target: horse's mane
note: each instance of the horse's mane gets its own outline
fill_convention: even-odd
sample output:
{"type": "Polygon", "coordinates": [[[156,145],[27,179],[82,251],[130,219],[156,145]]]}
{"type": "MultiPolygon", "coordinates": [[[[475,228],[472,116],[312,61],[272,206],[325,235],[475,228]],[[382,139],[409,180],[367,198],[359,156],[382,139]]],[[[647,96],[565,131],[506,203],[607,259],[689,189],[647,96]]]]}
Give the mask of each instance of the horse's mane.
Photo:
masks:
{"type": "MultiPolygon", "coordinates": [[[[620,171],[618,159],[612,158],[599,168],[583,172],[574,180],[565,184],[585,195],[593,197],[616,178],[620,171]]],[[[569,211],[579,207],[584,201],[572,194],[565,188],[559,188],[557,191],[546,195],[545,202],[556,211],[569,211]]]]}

• • • • • • •

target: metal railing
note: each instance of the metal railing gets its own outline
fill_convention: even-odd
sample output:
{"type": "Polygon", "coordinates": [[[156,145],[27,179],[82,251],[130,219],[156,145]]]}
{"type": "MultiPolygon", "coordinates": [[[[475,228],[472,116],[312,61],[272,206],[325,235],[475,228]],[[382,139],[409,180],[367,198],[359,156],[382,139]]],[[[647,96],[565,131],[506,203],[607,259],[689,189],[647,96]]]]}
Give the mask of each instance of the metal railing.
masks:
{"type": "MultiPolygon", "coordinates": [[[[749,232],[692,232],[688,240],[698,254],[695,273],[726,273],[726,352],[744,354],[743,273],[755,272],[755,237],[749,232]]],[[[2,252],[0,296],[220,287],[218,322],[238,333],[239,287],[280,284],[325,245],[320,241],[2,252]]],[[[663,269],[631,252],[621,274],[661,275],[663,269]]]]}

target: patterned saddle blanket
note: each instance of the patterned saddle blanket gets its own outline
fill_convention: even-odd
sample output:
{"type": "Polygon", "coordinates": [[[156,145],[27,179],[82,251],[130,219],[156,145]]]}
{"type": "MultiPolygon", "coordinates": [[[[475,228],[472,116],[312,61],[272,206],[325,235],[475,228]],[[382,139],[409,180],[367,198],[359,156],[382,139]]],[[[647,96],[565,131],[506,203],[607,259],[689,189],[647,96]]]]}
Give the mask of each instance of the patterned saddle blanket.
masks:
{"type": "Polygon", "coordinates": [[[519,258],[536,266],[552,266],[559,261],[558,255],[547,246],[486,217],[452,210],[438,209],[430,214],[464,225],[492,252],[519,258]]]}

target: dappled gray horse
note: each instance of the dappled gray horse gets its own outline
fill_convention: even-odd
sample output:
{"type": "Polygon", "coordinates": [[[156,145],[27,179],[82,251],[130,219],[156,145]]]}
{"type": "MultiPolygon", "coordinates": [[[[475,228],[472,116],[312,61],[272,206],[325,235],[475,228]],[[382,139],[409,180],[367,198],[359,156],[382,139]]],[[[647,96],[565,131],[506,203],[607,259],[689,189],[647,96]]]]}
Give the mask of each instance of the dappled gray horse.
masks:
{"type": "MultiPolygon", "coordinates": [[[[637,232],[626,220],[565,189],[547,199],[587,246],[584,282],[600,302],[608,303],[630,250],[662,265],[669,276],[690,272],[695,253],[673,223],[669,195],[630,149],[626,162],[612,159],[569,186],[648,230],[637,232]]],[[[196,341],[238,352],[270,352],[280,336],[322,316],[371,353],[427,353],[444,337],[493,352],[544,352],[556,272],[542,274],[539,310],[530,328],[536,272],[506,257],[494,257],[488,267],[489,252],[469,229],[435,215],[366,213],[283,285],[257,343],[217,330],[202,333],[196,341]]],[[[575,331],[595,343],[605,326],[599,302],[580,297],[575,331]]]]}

• • • • • • •

_What is asked_
Identify every line of the entries above that contains the string "horse", treating uppercase and lowercase as distinct, and copy each such line in full.

_Task solution_
target: horse's mane
note: each instance of the horse's mane gets its own outline
Give the mask of each instance of the horse's mane.
target: dappled gray horse
note: each instance of the dappled gray horse gets its own outline
Give the mask of each instance of the dappled gray horse.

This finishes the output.